(Entries from a point labeling set)
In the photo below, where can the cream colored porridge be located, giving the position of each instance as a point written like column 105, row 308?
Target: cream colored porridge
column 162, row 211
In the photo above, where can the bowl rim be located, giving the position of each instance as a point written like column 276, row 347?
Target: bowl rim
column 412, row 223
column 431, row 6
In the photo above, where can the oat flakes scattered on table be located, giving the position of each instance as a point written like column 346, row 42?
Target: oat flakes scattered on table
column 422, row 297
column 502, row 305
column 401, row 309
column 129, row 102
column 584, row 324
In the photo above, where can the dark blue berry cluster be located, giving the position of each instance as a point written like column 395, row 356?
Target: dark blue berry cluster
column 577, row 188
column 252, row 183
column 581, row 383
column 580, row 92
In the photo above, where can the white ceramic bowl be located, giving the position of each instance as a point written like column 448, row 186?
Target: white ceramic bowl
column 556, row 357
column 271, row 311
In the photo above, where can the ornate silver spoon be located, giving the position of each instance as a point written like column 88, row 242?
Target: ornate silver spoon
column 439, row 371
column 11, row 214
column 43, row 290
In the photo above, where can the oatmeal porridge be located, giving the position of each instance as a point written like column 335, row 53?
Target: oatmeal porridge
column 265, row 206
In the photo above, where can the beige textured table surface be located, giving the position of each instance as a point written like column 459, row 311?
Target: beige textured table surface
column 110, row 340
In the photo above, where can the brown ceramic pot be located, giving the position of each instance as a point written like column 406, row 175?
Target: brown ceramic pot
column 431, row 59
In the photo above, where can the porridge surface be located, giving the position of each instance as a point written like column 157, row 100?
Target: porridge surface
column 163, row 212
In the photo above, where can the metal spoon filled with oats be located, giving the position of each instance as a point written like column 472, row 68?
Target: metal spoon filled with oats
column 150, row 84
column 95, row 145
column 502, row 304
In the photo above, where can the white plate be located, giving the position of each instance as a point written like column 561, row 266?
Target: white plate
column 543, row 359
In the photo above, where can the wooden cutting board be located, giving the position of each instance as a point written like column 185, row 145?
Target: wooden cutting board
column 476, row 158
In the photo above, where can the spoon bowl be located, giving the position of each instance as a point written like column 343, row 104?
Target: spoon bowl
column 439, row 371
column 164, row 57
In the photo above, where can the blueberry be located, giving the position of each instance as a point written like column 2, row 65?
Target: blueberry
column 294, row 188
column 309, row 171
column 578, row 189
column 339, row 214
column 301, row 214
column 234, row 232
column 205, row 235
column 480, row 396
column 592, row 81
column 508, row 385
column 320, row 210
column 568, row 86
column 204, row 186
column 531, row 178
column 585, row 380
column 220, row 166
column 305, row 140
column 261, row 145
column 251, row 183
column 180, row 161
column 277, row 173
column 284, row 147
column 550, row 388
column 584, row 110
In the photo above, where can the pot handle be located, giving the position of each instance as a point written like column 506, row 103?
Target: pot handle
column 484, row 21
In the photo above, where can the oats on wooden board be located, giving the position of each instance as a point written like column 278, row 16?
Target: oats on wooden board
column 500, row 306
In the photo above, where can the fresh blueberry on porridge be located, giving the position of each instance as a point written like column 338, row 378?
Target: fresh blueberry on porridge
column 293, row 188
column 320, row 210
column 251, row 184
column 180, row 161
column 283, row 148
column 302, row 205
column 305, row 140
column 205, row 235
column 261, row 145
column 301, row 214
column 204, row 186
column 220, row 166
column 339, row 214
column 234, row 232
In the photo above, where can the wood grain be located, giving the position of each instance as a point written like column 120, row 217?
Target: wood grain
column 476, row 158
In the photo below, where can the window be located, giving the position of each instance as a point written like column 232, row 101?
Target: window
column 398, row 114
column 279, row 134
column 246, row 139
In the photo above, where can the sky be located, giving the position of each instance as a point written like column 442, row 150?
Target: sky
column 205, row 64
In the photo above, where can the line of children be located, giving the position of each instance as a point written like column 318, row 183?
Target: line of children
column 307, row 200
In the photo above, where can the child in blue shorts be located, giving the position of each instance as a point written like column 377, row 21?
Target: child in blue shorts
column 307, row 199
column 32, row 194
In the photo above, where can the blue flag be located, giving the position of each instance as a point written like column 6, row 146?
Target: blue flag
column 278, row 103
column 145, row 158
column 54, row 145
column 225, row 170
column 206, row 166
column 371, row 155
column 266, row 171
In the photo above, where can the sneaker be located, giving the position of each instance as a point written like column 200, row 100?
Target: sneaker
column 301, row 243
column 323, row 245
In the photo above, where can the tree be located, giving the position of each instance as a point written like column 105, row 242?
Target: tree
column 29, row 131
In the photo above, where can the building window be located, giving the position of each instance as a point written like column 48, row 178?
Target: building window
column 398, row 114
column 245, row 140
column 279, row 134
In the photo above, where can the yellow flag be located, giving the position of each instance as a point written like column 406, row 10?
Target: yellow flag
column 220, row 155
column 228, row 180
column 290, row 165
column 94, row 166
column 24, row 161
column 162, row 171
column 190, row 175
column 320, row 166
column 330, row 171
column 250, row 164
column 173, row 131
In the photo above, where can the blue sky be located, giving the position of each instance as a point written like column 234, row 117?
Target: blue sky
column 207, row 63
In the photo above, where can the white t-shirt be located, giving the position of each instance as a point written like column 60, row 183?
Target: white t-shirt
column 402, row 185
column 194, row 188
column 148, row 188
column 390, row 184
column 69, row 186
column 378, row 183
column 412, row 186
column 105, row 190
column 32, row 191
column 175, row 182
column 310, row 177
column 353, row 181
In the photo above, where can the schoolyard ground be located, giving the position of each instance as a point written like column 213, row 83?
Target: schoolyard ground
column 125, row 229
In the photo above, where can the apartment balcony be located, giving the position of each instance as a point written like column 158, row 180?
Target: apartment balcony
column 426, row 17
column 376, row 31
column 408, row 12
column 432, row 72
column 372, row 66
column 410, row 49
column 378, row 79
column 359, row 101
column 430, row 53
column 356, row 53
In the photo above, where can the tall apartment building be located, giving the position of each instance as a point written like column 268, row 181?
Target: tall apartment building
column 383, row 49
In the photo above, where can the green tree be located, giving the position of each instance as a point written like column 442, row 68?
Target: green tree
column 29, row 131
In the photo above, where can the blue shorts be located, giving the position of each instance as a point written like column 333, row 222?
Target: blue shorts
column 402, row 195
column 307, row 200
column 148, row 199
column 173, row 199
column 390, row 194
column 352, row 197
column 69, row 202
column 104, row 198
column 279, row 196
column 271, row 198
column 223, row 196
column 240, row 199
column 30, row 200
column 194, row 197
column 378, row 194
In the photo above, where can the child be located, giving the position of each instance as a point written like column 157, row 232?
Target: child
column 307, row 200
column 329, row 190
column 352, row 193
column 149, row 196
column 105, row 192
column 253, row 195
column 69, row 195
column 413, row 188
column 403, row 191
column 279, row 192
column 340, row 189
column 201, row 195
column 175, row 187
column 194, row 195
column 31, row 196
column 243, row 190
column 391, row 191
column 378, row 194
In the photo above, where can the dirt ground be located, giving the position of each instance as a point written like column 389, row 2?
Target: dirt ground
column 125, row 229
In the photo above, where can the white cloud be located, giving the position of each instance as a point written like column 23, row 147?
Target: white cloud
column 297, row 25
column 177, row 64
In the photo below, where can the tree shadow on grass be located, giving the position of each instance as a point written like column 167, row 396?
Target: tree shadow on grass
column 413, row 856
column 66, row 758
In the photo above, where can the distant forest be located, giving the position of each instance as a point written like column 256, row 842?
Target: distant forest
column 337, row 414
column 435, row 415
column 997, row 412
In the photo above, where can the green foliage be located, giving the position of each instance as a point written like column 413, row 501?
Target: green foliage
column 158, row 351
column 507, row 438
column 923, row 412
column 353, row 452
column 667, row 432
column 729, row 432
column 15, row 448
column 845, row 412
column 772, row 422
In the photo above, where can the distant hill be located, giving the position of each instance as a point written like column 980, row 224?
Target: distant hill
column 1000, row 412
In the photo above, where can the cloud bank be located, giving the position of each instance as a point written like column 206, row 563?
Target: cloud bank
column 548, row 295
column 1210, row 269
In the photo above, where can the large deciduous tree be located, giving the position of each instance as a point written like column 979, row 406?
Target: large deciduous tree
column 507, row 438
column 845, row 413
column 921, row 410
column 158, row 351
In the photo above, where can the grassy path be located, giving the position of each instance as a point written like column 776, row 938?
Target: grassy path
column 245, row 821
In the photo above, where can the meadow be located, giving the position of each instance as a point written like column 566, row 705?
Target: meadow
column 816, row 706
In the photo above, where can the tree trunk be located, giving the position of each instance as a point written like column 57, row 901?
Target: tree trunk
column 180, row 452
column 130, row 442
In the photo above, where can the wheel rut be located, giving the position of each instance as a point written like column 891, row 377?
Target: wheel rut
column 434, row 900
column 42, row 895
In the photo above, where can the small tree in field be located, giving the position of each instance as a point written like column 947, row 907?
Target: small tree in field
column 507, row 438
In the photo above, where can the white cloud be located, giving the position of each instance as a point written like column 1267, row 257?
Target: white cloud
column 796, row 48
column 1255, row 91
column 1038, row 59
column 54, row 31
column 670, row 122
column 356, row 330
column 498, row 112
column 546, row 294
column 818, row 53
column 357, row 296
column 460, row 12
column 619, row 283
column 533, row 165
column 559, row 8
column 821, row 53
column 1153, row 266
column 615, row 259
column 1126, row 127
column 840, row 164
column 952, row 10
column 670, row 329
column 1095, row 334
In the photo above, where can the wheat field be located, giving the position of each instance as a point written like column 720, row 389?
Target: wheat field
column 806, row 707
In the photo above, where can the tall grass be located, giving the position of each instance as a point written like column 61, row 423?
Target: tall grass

» TASK DIRECTIONS:
Can you reproduce the entries above word for word, from the very first line up to and including the line that contains "column 110, row 340"?

» FULL ANSWER:
In the photo below, where can the cream colored porridge be located, giving the position of each instance as a point written like column 105, row 308?
Target: cream colored porridge
column 162, row 211
In the photo above, where can the bowl rim be located, giving the position of each instance as a point written like column 276, row 347?
Target: bowl rim
column 412, row 223
column 431, row 6
In the photo above, where can the oat flakes scattered on table be located, giving the position of each instance as a point written like column 346, row 42?
Target: oat flakes scattered on table
column 422, row 297
column 502, row 305
column 401, row 309
column 129, row 102
column 584, row 324
In the photo above, where can the dark blue berry cluster be located, giving the position of each instance as a point written like column 395, row 356?
Target: dark blue berry cluster
column 577, row 188
column 252, row 183
column 581, row 383
column 580, row 92
In the photo above, where can the white ceramic bowl be located, giving the position of each instance as a point written like column 448, row 186?
Target: white ceramic bowl
column 556, row 357
column 271, row 311
In the photo above, where can the ornate silver spoon be located, giving the position of each instance as a point written like column 88, row 242?
Target: ornate silver spoon
column 439, row 371
column 11, row 214
column 43, row 290
In the photo above, where can the oatmeal porridge be located, giving the position of each instance as a point written like column 335, row 53?
Target: oatmeal porridge
column 265, row 206
In the photo above, where can the beige textured table surface be located, giving the position of each instance as a point written like column 459, row 311?
Target: beige textured table surface
column 110, row 340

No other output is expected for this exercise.